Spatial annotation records
---------------

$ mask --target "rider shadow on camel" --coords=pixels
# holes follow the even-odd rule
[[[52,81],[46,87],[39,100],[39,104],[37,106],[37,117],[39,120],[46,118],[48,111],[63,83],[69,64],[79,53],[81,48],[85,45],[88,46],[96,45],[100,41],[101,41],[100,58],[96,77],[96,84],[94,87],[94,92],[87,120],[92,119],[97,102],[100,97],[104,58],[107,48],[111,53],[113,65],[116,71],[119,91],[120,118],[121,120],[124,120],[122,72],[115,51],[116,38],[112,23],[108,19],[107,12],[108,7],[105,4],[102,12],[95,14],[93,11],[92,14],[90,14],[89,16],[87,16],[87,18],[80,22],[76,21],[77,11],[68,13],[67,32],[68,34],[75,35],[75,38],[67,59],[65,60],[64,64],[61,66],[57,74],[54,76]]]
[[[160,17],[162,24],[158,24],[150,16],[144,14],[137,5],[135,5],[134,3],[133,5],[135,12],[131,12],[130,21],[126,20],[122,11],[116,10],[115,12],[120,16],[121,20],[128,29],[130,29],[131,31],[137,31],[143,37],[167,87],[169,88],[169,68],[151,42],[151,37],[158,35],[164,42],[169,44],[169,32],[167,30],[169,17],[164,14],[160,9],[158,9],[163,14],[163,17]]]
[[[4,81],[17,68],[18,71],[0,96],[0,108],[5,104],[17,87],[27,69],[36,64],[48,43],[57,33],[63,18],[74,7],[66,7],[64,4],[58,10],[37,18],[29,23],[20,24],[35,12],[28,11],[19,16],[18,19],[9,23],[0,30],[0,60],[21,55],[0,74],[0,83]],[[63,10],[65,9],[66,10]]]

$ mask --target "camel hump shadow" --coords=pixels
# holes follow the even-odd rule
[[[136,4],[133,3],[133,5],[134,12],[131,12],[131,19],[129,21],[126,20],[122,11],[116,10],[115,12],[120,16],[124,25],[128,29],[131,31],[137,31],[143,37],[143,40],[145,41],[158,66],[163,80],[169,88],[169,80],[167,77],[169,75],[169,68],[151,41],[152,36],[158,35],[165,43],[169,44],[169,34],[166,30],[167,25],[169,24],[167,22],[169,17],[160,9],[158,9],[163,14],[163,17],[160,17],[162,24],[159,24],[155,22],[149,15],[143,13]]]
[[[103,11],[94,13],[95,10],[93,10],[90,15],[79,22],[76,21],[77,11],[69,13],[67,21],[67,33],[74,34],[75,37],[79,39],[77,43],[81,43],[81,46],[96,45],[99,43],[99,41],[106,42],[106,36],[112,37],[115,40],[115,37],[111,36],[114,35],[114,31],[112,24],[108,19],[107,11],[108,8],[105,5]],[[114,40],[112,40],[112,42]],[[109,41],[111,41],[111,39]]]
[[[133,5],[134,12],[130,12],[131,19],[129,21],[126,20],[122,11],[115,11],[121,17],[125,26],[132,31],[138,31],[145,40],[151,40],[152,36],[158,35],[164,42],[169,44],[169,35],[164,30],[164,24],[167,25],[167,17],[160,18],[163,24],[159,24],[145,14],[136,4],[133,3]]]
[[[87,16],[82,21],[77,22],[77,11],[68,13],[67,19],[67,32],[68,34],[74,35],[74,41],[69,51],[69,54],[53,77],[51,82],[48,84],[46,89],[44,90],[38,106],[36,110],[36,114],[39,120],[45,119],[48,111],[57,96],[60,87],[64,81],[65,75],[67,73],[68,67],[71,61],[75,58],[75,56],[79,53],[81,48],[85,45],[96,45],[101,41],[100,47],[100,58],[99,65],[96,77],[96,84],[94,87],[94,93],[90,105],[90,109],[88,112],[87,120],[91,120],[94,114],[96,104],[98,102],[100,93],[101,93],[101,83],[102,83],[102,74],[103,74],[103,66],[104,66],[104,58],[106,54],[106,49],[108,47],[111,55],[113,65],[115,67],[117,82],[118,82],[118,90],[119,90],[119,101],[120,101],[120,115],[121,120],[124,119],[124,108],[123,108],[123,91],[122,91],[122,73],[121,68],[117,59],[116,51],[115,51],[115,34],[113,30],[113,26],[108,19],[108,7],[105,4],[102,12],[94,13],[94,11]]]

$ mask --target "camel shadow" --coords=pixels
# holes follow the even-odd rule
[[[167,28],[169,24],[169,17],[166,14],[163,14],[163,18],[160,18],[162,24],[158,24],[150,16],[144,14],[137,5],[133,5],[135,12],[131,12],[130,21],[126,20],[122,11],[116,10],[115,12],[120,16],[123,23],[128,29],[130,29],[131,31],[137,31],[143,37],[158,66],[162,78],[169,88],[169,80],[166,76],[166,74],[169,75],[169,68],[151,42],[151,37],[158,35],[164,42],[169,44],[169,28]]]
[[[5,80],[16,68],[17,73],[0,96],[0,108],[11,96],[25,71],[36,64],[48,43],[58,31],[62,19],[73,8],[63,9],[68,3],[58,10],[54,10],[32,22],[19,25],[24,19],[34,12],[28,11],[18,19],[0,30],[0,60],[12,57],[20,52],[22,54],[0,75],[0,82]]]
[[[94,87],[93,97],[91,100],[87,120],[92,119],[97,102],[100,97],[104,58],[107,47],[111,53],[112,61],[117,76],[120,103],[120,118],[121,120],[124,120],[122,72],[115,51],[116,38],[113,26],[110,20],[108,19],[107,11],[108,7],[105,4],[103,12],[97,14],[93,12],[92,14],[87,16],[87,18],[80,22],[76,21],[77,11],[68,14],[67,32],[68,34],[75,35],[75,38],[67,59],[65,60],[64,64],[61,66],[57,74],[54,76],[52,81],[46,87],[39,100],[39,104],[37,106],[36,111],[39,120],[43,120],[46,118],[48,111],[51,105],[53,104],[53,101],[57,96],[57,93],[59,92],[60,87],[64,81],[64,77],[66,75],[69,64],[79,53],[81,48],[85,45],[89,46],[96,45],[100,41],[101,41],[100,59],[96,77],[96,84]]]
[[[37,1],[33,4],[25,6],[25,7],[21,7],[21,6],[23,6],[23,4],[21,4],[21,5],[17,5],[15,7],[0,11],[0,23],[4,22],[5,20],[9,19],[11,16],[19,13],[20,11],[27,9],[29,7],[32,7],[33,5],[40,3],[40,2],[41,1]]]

---------------

Please pull out every line in the records that contains the string "coords", copying each such line in full. Case counts.

ANSWER TO THIS EXERCISE:
$ mask --target "rider shadow on camel" --coords=pixels
$ mask --target "camel hump shadow" --coords=pixels
$ mask --target "camel shadow" --coords=pixels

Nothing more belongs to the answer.